Text section:
Love them or (maybe) hate them, mushrooms have been renowned for centuries around the world for their flavor, beauty and health benefits. In Asia, varieties like reishi and maitake are valued for their contribution to longevity, while in the Occidental West, Morels, Truffles and even the lowly Crimini are being touted for everything from blood pressure cures or anti-cancer wonder foods. While some finicky eaters may complain about the flavor or, more likely, the texture of mushrooms, with proper preparation even strongly flavored mushrooms can be added to familiar dishes, and become a staple of the home pantry.
Some unfamiliar mushrooms can cause intestinal distress upon first encounter, so it is usually wise to introduce them into diet slowly. In addition, making sure they are well cooked, can minimize the negative impacts on digestion, and often wild-mushrooms should be par-boiled before use.
One signature dish I have used for years to introduce people to Morel mushrooms is a simple Linguini with Morel Cream Sauce. It is always served to rave reviews, and in fact I have had friends tell me they actually dream about this dish in springtime, when the mushroom hunting season begins.
To begin this dish I start with about one pound of very fresh morels, which have been soaked in water to remove any forest duff or six-legged guests. These are drained and sliced into bite sized pieces. Along with one or two medium sized shallots, sliced into a thin julienne. The shallots are sauteed in butter until translucent, then the mushrooms added and cooked until they begin to crisp and all liquid is reduced in the pan. Add two tablespoons of dry sherry and reduce again. Then add two cups of heavy cream. Let the whole sauce reduce over a very low simmer until the thickness can coat the back of a clean spoon, then finish with salt, a pinch of white pepper, and another small pinch of nutmeg. Serve over any favorite prepared pasta.
The long caramelization of shallot and mushroom in this dish contribute a deep earthy flavor, and the texture of the small morel pieces, please even avowed mushroom haters.
Often, individuals who dislike mushrooms at first offer, can be won over by simply sauteeing any mushrooms in butter and garlic until crispy and served over steaks or added to sauces. The crispness and garlicky goodness overcoming previous experiences of soggy, bland mushroom dishes. Otherwise, a long marinade in any vinaigrette before cooking, can improve the flavor enough to win over the haters.

What to work on:
Answer these questions from the mushroom text:
(a) Which two mushroom varieties are valued in Asia for their contribution to longevity?
(b) How much heavy cream goes into the Morel Cream Sauce?
(c) In what are mushrooms sauteed until crispy to win over people who dislike them?
The records that follow are separate material and are unrelated to the mushroom text.

Entries shown:
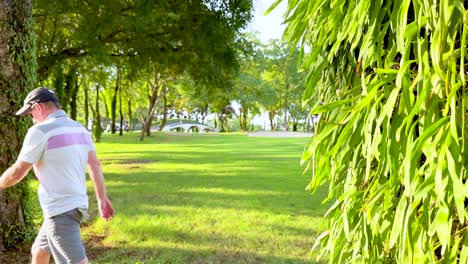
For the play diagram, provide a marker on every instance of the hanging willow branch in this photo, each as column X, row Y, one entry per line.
column 391, row 144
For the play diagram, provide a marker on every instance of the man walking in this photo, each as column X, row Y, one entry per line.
column 59, row 149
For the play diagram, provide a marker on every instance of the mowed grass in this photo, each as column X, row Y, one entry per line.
column 209, row 198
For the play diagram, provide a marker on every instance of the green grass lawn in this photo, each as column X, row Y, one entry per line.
column 204, row 199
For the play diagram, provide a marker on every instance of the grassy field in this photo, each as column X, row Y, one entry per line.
column 204, row 199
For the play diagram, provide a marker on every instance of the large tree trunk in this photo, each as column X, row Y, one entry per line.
column 130, row 115
column 121, row 111
column 164, row 120
column 114, row 103
column 97, row 129
column 17, row 77
column 155, row 94
column 86, row 107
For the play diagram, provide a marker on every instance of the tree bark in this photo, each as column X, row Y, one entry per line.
column 17, row 77
column 114, row 103
column 165, row 107
column 120, row 110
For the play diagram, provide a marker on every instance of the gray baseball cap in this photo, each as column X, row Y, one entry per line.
column 38, row 95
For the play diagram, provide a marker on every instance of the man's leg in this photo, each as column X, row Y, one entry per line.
column 39, row 252
column 39, row 256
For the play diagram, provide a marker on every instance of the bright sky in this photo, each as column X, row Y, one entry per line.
column 269, row 26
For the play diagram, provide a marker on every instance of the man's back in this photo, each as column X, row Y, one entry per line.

Solution for this exercise:
(a) Reishi and maitake.
(b) Two cups.
(c) Butter and garlic.